■ Location labeling records:
⟨

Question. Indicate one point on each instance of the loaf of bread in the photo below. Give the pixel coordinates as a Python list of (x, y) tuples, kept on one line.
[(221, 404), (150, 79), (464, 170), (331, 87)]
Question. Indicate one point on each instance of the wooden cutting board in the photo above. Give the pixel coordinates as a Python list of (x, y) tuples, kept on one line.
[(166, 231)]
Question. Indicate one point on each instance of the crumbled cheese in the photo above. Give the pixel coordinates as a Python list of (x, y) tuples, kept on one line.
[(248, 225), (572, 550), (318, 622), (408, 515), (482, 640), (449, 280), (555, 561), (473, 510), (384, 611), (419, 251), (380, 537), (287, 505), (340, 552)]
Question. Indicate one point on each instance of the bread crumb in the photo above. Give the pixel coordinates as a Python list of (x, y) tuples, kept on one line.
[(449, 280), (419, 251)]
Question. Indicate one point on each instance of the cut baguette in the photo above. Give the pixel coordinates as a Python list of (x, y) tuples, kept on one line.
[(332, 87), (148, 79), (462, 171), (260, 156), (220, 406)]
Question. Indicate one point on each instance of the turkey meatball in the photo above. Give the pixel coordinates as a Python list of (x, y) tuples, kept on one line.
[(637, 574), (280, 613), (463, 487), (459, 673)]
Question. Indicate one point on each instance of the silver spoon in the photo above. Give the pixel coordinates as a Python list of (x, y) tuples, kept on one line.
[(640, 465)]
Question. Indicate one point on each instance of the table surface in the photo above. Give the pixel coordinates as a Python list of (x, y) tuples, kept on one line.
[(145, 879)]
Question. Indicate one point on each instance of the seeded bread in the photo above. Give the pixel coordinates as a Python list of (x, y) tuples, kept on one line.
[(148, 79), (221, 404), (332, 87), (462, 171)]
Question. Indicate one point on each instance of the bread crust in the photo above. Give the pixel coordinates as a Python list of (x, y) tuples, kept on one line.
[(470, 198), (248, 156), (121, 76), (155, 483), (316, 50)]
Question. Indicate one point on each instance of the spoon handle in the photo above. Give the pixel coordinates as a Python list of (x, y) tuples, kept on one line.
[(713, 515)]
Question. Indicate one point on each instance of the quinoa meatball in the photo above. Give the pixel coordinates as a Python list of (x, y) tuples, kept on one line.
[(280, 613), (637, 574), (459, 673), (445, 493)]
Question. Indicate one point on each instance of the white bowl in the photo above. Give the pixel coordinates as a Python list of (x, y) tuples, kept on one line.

⟩

■ SET EXERCISE: Rewrite all of the material above, swapping "Indicate" for "Mark" wherever it occurs and leaving every other word unchanged.

■ THE ANSWER:
Question. Mark one point on each instance of the loaf of bread in the photo below. Give the pixel coordinates as a Python list of (x, y) tuples, kept on one line.
[(221, 404), (150, 79), (464, 170), (331, 87)]
Question. Mark one point on each instance of the wooden cutting board in the photo above. Give the pixel coordinates as a Python list of (x, y) tuples, kept on one line.
[(166, 231)]
Question. Mark one point on each instance of the crumbled cheese in the photo above. Give the pixel coordinates as a Python list of (x, y) tuples, kept on one line.
[(248, 225), (572, 550), (318, 622), (408, 515), (482, 640), (449, 280), (555, 561), (473, 510), (384, 611), (419, 251), (380, 537), (287, 505), (340, 552)]
Question. Mark one point on each instance of the bread crumb in the photo above. Give the pixel coordinates as a Python list of (x, y) tuples, kept on one line.
[(449, 280), (419, 251)]
Question. Mark one point on each instance of the cut baguette in the photo above. Give the pixel coordinates as a Python list of (x, y) tuples, kept on one line.
[(332, 87), (148, 79), (462, 171), (260, 156), (220, 406)]
Question. Mark one point on each instance of the turkey meatball in the photo above. Give the pixel coordinates as a Python list of (x, y) tuples, kept on one line.
[(637, 574), (280, 613), (463, 487), (459, 673)]
Question. Mark one point on each instance of the silver spoon in the photo above. Give the pixel coordinates as a Python list of (x, y) tuples, kept on one line.
[(640, 465)]
Question. Mark one point on each instance of the table surface in the photo above. Give the pixel coordinates as a Python list of (x, y) tuples, kept on one line.
[(145, 879)]
Question. Mark one point on each instance of the seeded bread in the photo above. Give the pixel coordinates as a Python list of (x, y) tuples, kept on one line.
[(148, 79), (221, 404), (332, 87), (462, 171)]
Question. Mark one point on each instance of the bread crust in the photo above. Give the pixel coordinates as a Python list of (x, y) tuples, kept on one line.
[(470, 198), (248, 156), (121, 76), (155, 483), (316, 50)]
Question. Mark one point on each instance of the spoon handle in the photo above. Give the pixel coordinates as a Python list of (x, y) tuples, kept on one line.
[(713, 515)]
Question. Mark one point on each instance of the quinoa meatball in the photo above. Give the pixel coordinates as a Python list of (x, y) tuples, kept on one line.
[(280, 613), (637, 574), (459, 673), (445, 493)]
Question. Mark one point on each instance of the white bowl in the photo above. Give the pixel coordinates as a Python list of (x, y) tuples, kept on one line.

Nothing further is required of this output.